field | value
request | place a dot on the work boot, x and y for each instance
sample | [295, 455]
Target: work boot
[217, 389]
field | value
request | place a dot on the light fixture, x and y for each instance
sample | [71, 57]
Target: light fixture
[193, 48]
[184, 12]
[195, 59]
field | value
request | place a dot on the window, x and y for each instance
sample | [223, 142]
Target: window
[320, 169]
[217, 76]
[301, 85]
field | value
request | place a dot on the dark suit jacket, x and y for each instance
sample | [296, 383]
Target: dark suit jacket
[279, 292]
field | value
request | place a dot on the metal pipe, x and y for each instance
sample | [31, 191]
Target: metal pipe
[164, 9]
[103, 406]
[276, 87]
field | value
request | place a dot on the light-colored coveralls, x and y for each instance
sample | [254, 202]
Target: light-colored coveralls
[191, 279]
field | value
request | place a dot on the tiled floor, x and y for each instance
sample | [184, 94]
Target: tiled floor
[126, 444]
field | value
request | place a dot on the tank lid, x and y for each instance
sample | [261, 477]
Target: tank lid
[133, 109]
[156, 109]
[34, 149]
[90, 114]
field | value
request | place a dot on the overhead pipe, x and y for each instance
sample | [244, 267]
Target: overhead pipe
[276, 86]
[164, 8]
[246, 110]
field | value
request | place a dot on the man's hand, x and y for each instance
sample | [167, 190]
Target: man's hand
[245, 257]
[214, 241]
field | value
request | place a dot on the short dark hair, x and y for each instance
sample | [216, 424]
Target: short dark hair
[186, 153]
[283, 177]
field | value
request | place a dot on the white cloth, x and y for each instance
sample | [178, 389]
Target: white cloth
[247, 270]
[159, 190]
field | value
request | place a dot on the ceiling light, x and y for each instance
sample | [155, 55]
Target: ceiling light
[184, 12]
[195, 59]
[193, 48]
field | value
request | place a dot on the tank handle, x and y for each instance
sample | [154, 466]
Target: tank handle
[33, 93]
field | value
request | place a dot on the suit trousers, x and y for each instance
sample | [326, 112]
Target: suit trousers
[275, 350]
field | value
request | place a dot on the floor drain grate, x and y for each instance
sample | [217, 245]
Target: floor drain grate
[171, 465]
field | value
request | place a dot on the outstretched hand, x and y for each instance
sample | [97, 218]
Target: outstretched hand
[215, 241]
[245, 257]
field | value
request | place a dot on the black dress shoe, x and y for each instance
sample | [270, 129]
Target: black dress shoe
_____
- **Task to complete**: Search the records for lines holding the word "shoe", then copy each line you find.

- **Exercise solution**:
request | place a dot on the black dress shoe, x and y for each instance
Target: black dress shoe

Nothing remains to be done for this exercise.